### TEXT PASSAGE
A troubled young man goes on tour with a renowned lobotomist in Rick Alverson’s wintry new work The Mountain, showing in competition at the 75th edition of the Venice International Film Festival.
Andy (Tye Sheridan) lives with his father (Udo Kier) and works at the ice rink where his father teaches figure skating. He dreams of hermaphrodites and porn closets. “Can I tell you about my dream?” he asks his father. “You’ve already started,” is the bland response. But father dies and mother is absent, hauled off to a lunatic asylum. When Dr. Wallace Fiennes (Jeff Goldblum) turns up at the yard sale Andy puts on to sell his father’s stuff – he buys Andy’s father’s pipe – Andy decides to go along with him on his tour of regional hospitals.
Here, Andy begins to work as a driver and photographer, taking before and after portraits of the patients. “Can you smile?” he asks one of them. The answer that The Mountain gives is definitely a “no”. When the doctor and Andy come across local French charismatic leader Jack (Denis Lavant, in a rare English language role), there’s an immediate connection between Andy and Sarah (Hannah Gross), Jack’s mentally ill daughter.

### Referring expression data
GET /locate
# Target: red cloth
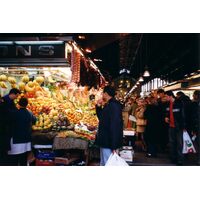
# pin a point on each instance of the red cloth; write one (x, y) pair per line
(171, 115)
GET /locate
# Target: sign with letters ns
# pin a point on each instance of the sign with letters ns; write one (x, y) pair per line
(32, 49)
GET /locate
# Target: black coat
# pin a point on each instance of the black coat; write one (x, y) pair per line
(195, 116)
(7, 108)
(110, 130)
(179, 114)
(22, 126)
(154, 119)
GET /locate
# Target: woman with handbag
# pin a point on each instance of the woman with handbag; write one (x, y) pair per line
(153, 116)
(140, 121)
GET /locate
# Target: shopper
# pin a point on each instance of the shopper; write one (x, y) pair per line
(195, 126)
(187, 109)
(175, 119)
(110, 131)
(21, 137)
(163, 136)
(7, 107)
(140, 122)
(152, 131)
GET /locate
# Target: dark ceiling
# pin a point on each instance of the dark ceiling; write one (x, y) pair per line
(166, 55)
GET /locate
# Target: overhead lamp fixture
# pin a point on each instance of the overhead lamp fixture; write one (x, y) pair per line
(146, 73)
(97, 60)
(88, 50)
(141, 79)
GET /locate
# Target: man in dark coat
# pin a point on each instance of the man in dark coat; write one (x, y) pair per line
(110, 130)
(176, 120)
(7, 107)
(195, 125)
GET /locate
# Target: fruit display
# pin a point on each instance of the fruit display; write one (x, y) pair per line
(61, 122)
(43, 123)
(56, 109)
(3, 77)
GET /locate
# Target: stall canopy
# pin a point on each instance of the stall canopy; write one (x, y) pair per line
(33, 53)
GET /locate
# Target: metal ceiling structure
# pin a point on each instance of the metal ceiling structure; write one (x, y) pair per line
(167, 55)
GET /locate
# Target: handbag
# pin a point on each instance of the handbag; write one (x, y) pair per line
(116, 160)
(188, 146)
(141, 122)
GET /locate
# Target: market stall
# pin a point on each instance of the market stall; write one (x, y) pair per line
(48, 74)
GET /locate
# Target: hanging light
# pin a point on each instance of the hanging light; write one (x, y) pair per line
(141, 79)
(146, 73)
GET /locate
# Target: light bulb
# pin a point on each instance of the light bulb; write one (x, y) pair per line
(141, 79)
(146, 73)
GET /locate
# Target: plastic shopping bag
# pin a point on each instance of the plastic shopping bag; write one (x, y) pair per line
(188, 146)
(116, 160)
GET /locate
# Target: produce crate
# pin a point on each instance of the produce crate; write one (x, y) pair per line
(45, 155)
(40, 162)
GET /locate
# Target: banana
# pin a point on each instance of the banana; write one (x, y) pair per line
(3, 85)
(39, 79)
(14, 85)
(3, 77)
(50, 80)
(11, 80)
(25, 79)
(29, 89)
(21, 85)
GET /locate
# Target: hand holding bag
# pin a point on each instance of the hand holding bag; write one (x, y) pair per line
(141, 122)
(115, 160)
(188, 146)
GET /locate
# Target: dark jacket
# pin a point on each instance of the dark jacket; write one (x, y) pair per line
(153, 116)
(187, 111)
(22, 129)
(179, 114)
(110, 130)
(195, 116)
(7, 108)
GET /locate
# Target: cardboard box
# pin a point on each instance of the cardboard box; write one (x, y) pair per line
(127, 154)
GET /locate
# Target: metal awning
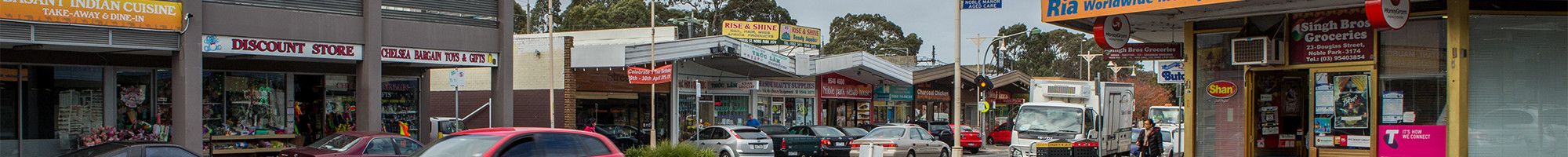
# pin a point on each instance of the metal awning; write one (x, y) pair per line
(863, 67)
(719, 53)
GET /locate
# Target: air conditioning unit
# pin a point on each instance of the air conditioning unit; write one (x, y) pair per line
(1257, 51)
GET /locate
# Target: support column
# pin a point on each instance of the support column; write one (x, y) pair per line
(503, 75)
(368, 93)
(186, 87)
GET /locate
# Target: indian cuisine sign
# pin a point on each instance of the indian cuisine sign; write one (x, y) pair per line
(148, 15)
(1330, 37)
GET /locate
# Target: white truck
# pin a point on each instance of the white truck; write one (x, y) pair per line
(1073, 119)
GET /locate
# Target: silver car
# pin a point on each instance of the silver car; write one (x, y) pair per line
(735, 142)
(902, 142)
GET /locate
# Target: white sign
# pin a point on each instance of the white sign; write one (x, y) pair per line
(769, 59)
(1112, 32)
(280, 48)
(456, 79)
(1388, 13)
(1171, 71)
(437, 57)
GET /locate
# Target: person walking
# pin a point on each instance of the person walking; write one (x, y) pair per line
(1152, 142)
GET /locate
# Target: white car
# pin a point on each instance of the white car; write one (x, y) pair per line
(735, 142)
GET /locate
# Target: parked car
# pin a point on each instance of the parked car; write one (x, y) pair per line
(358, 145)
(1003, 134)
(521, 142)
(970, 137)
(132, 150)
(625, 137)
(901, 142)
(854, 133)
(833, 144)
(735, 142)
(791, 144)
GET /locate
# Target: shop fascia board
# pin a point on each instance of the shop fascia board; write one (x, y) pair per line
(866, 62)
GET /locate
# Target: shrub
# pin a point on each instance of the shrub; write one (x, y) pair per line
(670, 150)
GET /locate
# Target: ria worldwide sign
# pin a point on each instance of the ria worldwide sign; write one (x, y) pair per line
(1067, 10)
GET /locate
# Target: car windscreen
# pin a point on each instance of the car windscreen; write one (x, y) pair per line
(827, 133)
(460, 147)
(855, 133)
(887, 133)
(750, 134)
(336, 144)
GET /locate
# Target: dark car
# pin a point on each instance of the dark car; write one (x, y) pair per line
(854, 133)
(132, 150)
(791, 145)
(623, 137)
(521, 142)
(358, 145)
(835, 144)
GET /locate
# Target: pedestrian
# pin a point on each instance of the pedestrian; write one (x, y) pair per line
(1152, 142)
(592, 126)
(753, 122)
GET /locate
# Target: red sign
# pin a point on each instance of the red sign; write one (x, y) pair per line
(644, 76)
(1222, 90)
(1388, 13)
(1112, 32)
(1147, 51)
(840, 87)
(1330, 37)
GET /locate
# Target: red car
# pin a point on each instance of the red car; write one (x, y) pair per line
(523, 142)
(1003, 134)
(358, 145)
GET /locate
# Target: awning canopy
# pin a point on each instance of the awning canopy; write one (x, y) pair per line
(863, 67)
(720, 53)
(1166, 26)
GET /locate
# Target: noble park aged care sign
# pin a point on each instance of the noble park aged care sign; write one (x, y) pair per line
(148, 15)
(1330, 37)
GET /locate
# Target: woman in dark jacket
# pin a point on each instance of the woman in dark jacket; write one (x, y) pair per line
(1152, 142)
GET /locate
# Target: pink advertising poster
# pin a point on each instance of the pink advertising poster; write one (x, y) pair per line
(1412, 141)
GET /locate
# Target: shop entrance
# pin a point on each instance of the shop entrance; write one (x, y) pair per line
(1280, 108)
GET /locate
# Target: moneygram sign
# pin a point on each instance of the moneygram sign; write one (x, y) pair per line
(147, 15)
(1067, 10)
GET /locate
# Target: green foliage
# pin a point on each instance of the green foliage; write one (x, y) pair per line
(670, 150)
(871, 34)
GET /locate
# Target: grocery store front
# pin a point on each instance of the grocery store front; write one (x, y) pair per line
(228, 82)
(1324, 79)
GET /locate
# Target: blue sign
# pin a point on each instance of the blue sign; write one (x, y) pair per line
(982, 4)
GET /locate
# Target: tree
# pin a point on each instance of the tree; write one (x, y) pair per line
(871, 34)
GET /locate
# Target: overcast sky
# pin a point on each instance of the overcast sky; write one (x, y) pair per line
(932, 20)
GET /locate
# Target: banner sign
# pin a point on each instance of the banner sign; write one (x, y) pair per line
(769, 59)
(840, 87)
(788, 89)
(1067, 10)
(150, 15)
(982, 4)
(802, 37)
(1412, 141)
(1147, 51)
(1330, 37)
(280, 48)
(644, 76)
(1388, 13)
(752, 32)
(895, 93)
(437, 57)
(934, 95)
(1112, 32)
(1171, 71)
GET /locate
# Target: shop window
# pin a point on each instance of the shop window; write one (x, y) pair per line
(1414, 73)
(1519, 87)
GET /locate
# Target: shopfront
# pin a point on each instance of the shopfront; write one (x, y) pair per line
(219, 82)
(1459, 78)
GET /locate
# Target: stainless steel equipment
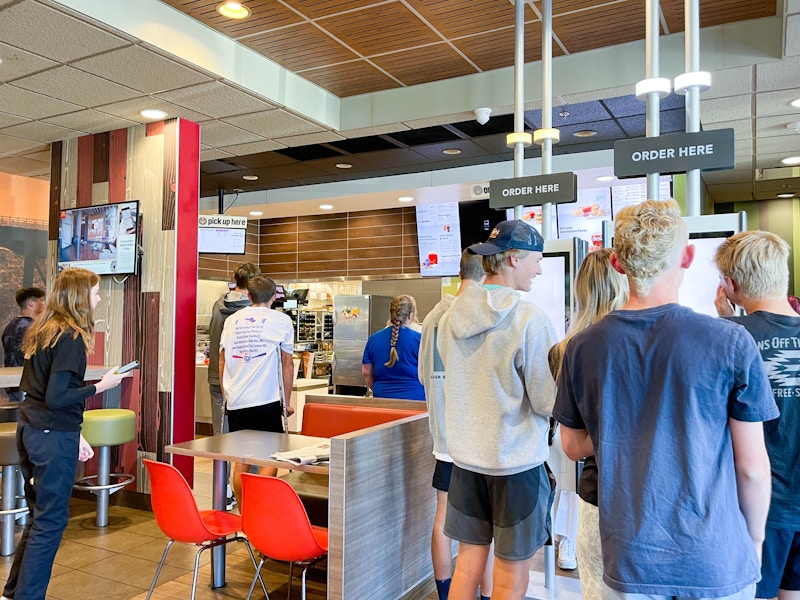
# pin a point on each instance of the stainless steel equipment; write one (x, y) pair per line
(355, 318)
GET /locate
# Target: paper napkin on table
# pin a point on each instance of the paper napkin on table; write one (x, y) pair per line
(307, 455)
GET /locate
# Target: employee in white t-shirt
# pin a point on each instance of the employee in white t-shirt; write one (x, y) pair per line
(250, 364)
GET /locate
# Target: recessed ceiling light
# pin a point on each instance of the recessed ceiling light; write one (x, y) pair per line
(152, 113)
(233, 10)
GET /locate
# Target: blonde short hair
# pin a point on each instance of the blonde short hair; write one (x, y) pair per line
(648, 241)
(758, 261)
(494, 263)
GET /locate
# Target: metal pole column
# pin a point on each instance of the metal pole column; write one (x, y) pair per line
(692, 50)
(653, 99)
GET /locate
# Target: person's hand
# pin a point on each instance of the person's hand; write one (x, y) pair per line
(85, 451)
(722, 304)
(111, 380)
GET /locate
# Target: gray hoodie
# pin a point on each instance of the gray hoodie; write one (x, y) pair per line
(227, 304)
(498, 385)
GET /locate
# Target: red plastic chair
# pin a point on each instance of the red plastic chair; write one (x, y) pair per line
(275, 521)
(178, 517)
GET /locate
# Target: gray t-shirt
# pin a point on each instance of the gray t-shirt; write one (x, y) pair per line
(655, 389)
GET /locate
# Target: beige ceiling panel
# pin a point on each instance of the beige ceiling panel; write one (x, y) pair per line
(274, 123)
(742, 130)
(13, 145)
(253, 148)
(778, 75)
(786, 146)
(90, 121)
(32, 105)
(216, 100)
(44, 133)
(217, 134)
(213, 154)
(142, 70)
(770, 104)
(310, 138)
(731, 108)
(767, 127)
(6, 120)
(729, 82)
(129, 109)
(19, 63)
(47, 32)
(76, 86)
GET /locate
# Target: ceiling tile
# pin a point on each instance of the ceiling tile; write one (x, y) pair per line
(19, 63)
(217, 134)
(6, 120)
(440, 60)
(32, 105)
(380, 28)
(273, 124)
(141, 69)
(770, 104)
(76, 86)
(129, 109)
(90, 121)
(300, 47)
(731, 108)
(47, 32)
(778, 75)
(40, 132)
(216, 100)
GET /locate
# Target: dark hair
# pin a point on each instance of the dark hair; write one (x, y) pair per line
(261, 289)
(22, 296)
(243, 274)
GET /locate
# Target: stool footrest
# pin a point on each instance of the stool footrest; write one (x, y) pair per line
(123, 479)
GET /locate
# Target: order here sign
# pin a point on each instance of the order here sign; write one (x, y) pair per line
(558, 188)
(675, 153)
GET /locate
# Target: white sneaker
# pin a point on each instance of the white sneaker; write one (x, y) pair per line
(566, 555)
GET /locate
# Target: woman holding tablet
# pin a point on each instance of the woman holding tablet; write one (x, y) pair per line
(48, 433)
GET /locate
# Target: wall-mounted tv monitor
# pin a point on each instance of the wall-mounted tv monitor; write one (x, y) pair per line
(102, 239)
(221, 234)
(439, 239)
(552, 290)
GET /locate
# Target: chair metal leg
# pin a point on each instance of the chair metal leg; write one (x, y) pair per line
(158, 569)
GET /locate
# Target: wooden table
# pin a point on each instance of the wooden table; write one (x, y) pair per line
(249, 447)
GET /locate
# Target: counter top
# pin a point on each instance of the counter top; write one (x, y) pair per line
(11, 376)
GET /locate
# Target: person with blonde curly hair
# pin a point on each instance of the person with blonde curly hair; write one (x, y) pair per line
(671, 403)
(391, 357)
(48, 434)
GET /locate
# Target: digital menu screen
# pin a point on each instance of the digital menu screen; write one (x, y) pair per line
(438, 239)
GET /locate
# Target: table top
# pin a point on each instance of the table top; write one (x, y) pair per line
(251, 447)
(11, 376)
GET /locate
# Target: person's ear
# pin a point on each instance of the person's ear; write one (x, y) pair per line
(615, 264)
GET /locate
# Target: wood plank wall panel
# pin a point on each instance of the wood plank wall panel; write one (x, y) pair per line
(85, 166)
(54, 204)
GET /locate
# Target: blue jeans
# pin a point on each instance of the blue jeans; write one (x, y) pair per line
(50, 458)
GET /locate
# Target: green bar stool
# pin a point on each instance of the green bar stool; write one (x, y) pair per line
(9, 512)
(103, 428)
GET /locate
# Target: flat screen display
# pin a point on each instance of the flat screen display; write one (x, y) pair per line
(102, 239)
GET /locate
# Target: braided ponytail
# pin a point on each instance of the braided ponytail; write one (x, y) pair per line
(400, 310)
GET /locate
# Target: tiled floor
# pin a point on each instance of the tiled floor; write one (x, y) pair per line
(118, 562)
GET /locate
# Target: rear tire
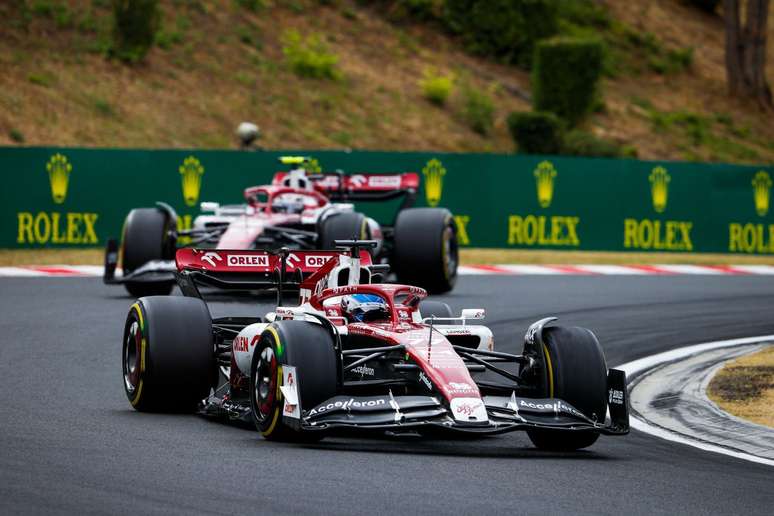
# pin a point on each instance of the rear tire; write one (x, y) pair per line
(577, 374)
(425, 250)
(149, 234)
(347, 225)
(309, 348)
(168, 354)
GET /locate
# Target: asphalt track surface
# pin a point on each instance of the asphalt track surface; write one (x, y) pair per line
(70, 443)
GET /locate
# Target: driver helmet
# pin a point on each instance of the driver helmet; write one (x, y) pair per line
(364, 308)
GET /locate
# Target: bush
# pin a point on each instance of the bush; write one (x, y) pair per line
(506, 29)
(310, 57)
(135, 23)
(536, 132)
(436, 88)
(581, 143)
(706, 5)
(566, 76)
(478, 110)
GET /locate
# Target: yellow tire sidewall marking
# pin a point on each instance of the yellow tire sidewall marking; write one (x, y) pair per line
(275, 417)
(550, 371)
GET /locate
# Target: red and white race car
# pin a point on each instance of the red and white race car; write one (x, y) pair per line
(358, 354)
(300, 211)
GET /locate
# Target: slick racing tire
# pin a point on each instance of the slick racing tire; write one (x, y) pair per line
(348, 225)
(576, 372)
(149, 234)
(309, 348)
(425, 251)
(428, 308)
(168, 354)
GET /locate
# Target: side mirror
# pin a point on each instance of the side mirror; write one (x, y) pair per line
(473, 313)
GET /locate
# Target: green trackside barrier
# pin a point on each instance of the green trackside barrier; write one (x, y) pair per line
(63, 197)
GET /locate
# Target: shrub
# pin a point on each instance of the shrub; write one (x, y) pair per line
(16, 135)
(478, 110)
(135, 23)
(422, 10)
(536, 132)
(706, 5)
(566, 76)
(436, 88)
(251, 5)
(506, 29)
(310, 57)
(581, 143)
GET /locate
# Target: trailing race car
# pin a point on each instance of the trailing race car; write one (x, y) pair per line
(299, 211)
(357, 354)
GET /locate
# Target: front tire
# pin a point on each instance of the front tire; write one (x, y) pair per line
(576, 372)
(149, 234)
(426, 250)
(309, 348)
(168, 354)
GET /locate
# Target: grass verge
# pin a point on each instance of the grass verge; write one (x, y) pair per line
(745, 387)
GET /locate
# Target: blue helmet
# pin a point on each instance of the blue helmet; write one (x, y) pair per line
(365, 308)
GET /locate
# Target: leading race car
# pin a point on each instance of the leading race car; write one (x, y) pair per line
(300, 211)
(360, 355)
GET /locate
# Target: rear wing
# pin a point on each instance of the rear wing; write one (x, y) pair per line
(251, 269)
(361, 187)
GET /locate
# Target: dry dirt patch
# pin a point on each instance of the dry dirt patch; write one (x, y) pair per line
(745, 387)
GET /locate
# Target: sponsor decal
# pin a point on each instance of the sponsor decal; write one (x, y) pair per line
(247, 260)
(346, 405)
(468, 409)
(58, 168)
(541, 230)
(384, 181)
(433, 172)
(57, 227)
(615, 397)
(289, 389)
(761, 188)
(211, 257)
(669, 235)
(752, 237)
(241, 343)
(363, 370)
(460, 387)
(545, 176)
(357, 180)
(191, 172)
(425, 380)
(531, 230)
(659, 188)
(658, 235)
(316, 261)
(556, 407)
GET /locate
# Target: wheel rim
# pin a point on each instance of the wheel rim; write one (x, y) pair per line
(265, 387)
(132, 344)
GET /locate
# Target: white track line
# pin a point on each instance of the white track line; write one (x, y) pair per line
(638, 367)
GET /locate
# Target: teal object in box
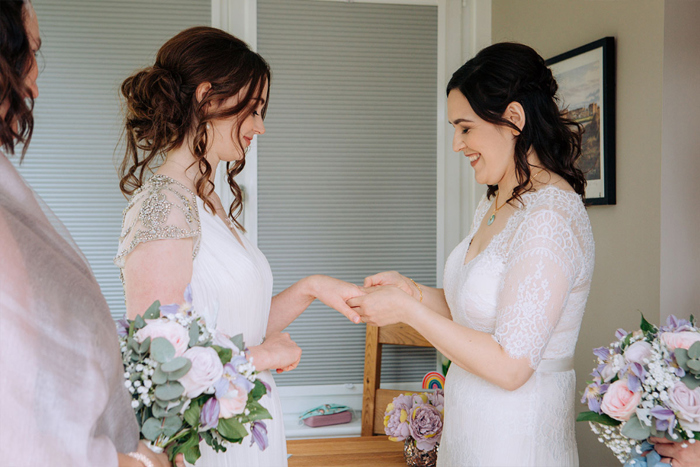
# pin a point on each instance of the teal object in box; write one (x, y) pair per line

### EXERCISE PROMPT
Retype the passage of the film review that begins at the words "Andy (Tye Sheridan)" and stops after "of regional hospitals.".

### WRITTEN RESPONSE
Andy (Tye Sheridan) lives with his father (Udo Kier) and works at the ice rink where his father teaches figure skating. He dreams of hermaphrodites and porn closets. “Can I tell you about my dream?” he asks his father. “You’ve already started,” is the bland response. But father dies and mother is absent, hauled off to a lunatic asylum. When Dr. Wallace Fiennes (Jeff Goldblum) turns up at the yard sale Andy puts on to sell his father’s stuff – he buys Andy’s father’s pipe – Andy decides to go along with him on his tour of regional hospitals.